Exercise requirements: Beginning with the opening line, restate the following material exactly, up through the line that contains "<point>475,483</point>".
+-------+
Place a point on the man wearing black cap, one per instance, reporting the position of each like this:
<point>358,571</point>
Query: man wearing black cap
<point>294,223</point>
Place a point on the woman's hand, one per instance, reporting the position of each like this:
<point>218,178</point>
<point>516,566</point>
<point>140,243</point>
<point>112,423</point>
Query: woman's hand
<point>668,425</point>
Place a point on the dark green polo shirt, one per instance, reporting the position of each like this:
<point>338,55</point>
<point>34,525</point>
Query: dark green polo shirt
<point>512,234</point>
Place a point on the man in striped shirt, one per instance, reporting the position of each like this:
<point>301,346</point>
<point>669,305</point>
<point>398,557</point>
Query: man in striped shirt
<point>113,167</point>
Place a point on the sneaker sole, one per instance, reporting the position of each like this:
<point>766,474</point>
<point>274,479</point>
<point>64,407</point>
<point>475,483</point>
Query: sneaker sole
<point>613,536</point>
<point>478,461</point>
+-------+
Solution below:
Place a point on the man wearing black cap, one per instance, reporting the position of each like this:
<point>358,571</point>
Query: man wearing black cap
<point>294,223</point>
Place a point on the woman's hand, one per instance, reporting the position of each like this:
<point>218,178</point>
<point>516,566</point>
<point>140,243</point>
<point>112,423</point>
Query: woman's hand
<point>668,425</point>
Place a point on the dark green polo shirt, one per instance, reporting the position of each like this:
<point>338,55</point>
<point>34,525</point>
Query: dark green polo shirt
<point>512,234</point>
Place a point on the man in striped shirt, one per instance, reporting the position of each like this:
<point>301,346</point>
<point>669,305</point>
<point>398,557</point>
Query: man in striped shirt
<point>113,167</point>
Place a point on the sneaker sole, one per instance, reporting the position of each like this:
<point>766,474</point>
<point>274,479</point>
<point>64,407</point>
<point>475,483</point>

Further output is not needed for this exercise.